• Problems:
**A.** In the essay about a mother's long decline, how long has the mother been at the end of life?
**B.** In the essay about a mother's long decline, rewrite the part starting at "Mom declined for" and ending at "will be gone.", substituting "Mother" for "Mom".
**C.** Carry on the essay about a mother's long decline from its last sentence.

• Reading passage:
As time marched on, unfortunately so did the dementia, weakness and mini strokes, leaving her unable to convey her thoughts. She tried and we tried but, unable to make herself understood, this kind, friendly person gradually withdrew. In unexpected moments, in her anger, she didn’t seem herself. But think of the deep frustration of being unable to make oneself understood!
Mom declined for years. We could no longer take her for a drive, she became bedbound and stopped eating. We prepared for the end and said our loving goodbyes. But after some days she began to eat again, even though unable to feed herself, needing bed baths and skin care. Sometimes she’d stare off into space. Other times she’d say her father (who passed in 1989) was there. At one point she seemed to go “out” for a bit and was sad to return to her confined existence. But more months went by and she just grew weaker day by day.She’s been at the end of life for over six years. This brings mixed feelings that there is seemingly no end, yet grief that soon she will be gone.
Without our Lemurian Philosophy, this would be an almost intolerable situation. But we have practiced finding the good in every circumstance, even seemingly hopeless ones. It’s always there somewhere! And we’ve used this time wisely. My mother has her affairs in order, and we have talked about transition, our love for one another.
Our understanding of reincarnation is a great comfort. We may feel so close to this person not only because she is our mother in this incarnation, but we may have lived other lives together too. And we know this life is not the end but only one chapter in a large book of our experiences on earth. In comparison to the lives we have already lived and the many ahead of us, this one is a passing moment and its difficult times will soon pass.

• Given material:
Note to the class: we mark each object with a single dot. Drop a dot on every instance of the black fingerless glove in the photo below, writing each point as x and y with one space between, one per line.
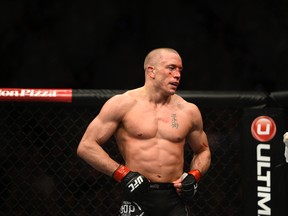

• Task-by-task outputs:
**A.** Over six years.

**B.**
Mother declined for years. We could no longer take her for a drive, she became bedbound and stopped eating. We prepared for the end and said our loving goodbyes. But after some days she began to eat again, even though unable to feed herself, needing bed baths and skin care. Sometimes she’d stare off into space. Other times she’d say her father (who passed in 1989) was there. At one point she seemed to go “out” for a bit and was sad to return to her confined existence. But more months went by and she just grew weaker day by day.She’s been at the end of life for over six years. This brings mixed feelings that there is seemingly no end, yet grief that soon she will be gone.

**C.**
We also know we each have a purpose to fulfill that we decided upon before this lifetime and until that is completed, we are not ready to leave this life. Is that why mom still holds on? Some karma from another lifetime she wants to work through now to free her for a more uplifting next lifetime? Isn’t this her life alone –– between her and God? We may die with family all around us, but death is still a very personal moment. Yet as Lemurians we know that loved ones who passed before, and Egos of higher advancement, are there to take our outstretched hand as we let go of the earthly ties and return to a familiar astral home. We’ve all been through transition many times before. We can know our loved one is okay, at peace and in good hands.
It’s difficult to live through the long goodbye. We probably won’t know when the end is near. It has seemed near so many times and she bounces back. But we do know we’ve said all we wanted to be sure we’d said. We no longer say goodbye. We just visit, hold her hand, tell her news we think she’ll understand, kiss her and trust she is well cared for and in God’s hands.
As Lemurians we are keenly aware of not wanting to intrude into the choices and life of another person. So our prayers are for his or her greatest good, not for specific outcomes. But when we do pray in this way it is saying to God, “Thy will, not mine.” When it comes from our heart it truly brings a measure of peace.